[BEGIN Text section]
‘The Predator’ Review

Director: Shane Black

Writers: Shane Black and Fred Dekker

Cast: Boyd Holbrook, Trevante Rhodes, Olivia Munn, Sterling K. Brown, Jacob Tremblay, Keegan-Michael Key, Alfie Allen, Augusto Aguilera, Jake Busey, Yvonne Strahovski and Thomas Jane.

Synopsis: When a young boy accidentally triggers the universe’s most lethal hunters’ return to Earth, only a ragtag crew of ex-soldiers and a disgruntled science teacher can prevent the end of the human race.

 

*Reviewer Note: This will be a spoiler free review.*

 

Predator is one of my favorite movies of all time, and is definitely one of my favorite action movies of all time too. The movie starts off as a action movie and then goes into sci-fi horror monster movie, and it works perfectly. Not only that, the movie introduced us to, now, one of the most iconic movie monsters of all time. Then the sequel came out and, while defenders exist, it wasn’t all that great. The franchise then branched off to the comic world and brought in the aliens, or Xenomorphs, from Alien giving us Alien vs. Predator movies – which are better not talked about, especially you Requiem.

We waited years for another movie, and then we got Predators, which I got to watch recently again, and still didn’t hate it s much as others do (although, the problems are there). Then rumors came out that Fox was working on another Predator movie, and finally Shane Black himself joined. For those who don’t remember, or just don’t know, Black was in the first movie in a supporting role. So, for me, having him come back to the franchise was actually a pretty great move since we know that he’ll treat the property with respect.
[END Text section]
- What you have to do:
Copy the part of the Predator review starting with "Director: Shane Black" and going on through "the human race.", word for word.
[BEGIN Collected data]
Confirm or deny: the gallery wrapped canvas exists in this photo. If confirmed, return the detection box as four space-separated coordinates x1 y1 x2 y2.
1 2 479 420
[END Collected data]
- Finished answer:
Director: Shane Black

Writers: Shane Black and Fred Dekker

Cast: Boyd Holbrook, Trevante Rhodes, Olivia Munn, Sterling K. Brown, Jacob Tremblay, Keegan-Michael Key, Alfie Allen, Augusto Aguilera, Jake Busey, Yvonne Strahovski and Thomas Jane.

Synopsis: When a young boy accidentally triggers the universe’s most lethal hunters’ return to Earth, only a ragtag crew of ex-soldiers and a disgruntled science teacher can prevent the end of the human race.